* STATED TASK
Locate every line in the records that contains the word "black" and copy each one out.

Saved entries
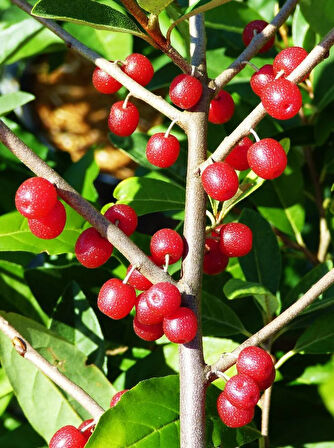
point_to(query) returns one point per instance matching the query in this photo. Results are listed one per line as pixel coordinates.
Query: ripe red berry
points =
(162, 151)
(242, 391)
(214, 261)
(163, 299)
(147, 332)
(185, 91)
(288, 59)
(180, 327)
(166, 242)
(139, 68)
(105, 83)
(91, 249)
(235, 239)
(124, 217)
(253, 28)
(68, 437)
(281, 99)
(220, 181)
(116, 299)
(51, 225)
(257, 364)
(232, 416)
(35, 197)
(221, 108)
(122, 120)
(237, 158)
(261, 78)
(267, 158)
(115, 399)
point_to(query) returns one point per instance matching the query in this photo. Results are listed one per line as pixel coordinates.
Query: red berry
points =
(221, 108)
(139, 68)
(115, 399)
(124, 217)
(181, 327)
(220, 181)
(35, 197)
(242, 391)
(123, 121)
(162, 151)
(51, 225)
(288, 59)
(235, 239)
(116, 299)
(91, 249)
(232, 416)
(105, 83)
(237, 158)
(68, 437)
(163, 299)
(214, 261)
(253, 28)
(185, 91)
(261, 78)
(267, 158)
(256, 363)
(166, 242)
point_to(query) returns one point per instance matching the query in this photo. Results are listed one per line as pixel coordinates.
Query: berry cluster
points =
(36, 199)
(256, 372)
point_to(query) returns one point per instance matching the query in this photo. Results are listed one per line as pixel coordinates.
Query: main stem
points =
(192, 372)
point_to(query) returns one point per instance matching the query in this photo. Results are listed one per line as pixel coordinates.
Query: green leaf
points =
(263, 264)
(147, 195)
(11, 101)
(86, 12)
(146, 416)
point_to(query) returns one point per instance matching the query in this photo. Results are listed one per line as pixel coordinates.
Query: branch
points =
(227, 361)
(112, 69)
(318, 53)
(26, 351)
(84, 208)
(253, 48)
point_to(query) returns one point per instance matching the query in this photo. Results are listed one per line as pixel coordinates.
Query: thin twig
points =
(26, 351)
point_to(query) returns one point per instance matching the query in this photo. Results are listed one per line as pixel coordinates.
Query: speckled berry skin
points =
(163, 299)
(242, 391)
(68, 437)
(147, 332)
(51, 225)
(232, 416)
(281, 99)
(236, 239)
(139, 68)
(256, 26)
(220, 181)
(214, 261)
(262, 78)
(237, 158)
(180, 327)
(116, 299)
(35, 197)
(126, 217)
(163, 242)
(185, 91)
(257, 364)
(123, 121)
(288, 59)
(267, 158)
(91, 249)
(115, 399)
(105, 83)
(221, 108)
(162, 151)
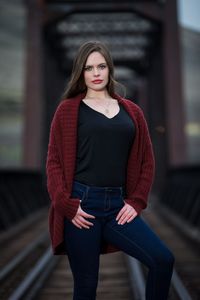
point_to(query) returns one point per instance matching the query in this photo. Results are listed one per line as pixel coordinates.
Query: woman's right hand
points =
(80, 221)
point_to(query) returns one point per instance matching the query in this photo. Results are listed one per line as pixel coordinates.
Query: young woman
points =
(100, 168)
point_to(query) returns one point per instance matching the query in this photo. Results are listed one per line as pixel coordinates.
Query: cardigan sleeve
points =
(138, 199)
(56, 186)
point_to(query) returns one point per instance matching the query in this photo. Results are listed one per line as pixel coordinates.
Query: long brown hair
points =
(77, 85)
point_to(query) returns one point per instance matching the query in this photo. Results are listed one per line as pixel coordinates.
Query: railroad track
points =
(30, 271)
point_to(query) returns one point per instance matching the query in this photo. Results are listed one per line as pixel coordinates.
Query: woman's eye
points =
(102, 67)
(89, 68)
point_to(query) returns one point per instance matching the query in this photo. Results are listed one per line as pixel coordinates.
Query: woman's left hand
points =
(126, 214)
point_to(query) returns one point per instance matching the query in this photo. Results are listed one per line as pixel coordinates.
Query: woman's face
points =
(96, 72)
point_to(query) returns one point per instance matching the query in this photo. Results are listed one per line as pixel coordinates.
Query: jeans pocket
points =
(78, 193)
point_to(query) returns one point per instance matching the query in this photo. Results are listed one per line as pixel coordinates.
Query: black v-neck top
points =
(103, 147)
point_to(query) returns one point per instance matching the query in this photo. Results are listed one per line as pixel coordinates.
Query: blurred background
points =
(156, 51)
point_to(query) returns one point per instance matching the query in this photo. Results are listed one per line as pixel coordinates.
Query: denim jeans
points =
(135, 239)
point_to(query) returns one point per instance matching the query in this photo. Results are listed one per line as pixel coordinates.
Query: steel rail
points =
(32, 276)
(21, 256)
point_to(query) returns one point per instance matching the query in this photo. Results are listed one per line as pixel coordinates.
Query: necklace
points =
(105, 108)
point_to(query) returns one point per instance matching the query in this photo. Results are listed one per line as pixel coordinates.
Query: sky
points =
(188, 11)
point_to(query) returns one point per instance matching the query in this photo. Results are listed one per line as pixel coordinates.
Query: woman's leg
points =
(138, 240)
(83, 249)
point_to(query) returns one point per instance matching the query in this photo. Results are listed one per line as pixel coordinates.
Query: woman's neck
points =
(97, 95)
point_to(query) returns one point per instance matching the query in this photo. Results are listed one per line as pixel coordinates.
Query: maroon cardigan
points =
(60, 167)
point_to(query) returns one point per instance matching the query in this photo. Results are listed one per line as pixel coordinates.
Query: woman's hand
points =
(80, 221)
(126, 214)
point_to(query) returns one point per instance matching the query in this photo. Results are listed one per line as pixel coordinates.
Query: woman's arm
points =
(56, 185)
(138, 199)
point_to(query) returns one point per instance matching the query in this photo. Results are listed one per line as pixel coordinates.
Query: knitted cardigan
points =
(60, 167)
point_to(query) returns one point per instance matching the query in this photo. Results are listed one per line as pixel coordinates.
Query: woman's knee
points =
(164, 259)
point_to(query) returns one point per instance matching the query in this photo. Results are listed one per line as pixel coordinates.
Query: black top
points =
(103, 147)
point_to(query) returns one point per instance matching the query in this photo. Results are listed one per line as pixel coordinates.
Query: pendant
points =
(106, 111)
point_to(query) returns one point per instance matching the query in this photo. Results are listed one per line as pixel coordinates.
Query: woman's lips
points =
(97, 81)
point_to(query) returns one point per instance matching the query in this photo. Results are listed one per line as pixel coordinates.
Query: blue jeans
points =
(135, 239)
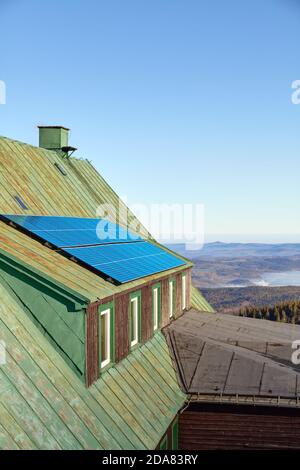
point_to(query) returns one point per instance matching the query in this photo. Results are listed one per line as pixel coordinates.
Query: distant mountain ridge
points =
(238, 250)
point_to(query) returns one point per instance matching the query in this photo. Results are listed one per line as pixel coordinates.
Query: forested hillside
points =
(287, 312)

* * *

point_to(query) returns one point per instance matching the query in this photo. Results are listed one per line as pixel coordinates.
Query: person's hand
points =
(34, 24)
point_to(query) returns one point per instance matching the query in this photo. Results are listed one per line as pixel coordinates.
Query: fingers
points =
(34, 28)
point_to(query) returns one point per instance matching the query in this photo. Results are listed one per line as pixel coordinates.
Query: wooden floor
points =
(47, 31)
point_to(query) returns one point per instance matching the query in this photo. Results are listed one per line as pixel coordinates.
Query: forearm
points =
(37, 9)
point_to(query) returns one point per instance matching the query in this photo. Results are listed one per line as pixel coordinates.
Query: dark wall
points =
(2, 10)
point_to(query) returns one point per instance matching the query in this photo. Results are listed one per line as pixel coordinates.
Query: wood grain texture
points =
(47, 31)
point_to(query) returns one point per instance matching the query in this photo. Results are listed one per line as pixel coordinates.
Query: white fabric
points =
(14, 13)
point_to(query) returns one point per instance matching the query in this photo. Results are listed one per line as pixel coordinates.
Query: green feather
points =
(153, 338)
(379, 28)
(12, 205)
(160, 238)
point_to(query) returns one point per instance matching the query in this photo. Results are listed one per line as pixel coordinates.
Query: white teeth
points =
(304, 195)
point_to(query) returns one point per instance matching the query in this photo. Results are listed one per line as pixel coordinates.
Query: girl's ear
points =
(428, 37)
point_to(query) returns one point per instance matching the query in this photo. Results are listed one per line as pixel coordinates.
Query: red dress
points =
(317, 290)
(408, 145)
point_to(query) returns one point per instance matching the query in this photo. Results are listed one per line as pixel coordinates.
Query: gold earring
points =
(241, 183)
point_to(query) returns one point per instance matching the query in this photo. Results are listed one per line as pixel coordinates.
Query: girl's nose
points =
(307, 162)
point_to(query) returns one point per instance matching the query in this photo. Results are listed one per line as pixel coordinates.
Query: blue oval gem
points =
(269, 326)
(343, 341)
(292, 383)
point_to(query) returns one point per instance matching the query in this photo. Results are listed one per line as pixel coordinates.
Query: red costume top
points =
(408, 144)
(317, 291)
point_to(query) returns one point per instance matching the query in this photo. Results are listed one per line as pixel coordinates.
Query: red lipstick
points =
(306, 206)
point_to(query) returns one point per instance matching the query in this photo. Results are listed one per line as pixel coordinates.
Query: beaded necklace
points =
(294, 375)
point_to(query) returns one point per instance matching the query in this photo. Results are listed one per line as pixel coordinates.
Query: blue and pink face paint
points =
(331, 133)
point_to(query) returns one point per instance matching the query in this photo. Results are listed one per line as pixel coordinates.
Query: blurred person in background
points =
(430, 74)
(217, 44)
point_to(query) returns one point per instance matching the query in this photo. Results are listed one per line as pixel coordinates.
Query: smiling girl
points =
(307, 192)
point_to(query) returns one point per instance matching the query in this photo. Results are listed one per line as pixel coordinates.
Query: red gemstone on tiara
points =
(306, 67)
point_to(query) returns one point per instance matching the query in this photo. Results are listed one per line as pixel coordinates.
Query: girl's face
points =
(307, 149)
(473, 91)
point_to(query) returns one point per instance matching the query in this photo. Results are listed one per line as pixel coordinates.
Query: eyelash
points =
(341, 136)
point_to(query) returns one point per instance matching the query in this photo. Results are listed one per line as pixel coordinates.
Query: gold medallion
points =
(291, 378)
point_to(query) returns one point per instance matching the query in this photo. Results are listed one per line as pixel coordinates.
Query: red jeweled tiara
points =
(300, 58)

---

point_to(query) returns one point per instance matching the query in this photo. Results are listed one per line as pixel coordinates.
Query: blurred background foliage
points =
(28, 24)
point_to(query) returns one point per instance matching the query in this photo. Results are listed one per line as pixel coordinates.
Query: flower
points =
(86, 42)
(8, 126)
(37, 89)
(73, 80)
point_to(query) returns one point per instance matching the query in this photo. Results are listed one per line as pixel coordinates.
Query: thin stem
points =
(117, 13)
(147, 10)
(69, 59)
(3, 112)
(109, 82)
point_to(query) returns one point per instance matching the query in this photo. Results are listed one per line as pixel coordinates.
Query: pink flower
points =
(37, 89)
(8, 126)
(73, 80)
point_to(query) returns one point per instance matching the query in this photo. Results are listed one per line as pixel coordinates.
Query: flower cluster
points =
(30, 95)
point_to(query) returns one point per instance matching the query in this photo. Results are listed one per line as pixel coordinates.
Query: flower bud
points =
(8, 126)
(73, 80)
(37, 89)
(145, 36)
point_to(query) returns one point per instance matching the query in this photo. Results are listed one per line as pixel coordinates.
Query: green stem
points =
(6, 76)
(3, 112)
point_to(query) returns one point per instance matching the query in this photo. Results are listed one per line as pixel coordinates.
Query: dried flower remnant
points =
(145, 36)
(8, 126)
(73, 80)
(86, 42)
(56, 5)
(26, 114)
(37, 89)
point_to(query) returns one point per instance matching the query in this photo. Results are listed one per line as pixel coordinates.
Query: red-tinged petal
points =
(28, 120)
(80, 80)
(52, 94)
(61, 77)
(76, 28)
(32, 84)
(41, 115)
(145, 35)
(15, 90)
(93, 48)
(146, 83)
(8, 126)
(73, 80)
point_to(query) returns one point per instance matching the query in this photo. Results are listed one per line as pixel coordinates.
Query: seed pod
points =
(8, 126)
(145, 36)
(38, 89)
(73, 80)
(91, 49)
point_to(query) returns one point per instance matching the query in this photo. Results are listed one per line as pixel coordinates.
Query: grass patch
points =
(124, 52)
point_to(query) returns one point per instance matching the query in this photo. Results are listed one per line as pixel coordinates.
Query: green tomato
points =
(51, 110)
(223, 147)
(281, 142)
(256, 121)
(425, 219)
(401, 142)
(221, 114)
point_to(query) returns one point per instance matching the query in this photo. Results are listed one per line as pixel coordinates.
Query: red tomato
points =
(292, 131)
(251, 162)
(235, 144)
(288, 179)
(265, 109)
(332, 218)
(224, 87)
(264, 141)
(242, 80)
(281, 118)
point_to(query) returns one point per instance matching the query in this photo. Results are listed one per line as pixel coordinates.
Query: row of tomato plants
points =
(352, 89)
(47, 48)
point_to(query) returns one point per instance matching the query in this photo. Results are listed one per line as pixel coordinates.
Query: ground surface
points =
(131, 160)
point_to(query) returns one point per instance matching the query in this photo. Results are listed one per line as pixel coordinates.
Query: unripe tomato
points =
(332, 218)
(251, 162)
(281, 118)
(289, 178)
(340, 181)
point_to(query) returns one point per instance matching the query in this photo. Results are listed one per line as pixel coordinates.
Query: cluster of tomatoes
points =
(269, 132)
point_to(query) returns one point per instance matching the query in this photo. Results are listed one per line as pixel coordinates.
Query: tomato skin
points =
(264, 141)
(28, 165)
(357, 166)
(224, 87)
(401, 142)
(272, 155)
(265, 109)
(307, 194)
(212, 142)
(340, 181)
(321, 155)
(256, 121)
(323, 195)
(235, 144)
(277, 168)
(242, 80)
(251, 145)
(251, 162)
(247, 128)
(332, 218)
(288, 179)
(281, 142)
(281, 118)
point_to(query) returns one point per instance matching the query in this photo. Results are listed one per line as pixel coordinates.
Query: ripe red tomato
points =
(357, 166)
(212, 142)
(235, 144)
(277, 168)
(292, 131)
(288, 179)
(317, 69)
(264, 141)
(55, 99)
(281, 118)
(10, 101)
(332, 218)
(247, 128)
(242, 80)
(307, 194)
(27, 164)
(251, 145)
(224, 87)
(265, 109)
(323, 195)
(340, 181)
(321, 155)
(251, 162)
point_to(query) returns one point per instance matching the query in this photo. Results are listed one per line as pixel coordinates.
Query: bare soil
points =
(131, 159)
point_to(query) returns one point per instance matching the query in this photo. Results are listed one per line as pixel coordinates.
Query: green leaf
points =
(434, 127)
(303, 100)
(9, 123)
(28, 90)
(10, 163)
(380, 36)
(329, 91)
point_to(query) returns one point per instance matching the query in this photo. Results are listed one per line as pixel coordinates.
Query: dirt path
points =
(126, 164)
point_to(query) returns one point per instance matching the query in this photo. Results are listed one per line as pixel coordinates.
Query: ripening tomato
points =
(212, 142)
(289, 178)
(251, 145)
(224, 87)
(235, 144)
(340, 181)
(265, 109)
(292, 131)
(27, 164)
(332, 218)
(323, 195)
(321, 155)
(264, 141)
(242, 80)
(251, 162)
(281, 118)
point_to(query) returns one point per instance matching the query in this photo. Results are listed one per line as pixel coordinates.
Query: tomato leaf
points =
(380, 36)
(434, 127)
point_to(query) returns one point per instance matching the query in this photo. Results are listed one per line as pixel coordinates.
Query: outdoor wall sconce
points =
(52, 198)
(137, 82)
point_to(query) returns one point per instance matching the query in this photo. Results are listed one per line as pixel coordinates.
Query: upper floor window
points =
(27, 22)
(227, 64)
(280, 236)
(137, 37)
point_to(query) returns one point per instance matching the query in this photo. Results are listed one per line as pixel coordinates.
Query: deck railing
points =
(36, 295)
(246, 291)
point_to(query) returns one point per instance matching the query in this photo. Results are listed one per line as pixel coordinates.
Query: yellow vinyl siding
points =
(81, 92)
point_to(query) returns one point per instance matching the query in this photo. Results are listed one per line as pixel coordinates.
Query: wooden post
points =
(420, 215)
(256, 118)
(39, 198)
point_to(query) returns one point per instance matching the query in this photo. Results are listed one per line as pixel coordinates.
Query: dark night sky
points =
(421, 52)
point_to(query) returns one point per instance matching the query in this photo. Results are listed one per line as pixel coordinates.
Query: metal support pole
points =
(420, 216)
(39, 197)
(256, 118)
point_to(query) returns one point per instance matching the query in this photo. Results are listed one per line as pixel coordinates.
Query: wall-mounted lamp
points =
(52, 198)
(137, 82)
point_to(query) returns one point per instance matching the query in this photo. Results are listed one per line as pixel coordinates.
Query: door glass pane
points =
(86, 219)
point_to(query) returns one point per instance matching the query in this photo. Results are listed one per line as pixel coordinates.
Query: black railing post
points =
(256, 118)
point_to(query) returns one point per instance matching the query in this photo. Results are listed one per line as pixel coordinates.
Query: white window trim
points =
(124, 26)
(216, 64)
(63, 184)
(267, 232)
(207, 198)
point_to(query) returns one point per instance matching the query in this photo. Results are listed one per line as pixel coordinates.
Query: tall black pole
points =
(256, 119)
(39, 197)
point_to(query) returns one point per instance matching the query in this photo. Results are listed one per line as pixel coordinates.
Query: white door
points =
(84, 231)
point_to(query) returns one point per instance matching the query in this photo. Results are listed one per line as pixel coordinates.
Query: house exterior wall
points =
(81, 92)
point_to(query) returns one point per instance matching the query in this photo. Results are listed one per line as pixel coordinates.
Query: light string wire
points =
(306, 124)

* SOLUTION TO THE EXERCISE
Query: black v-neck top
Query: black top
Query: black railing post
Query: tall black pole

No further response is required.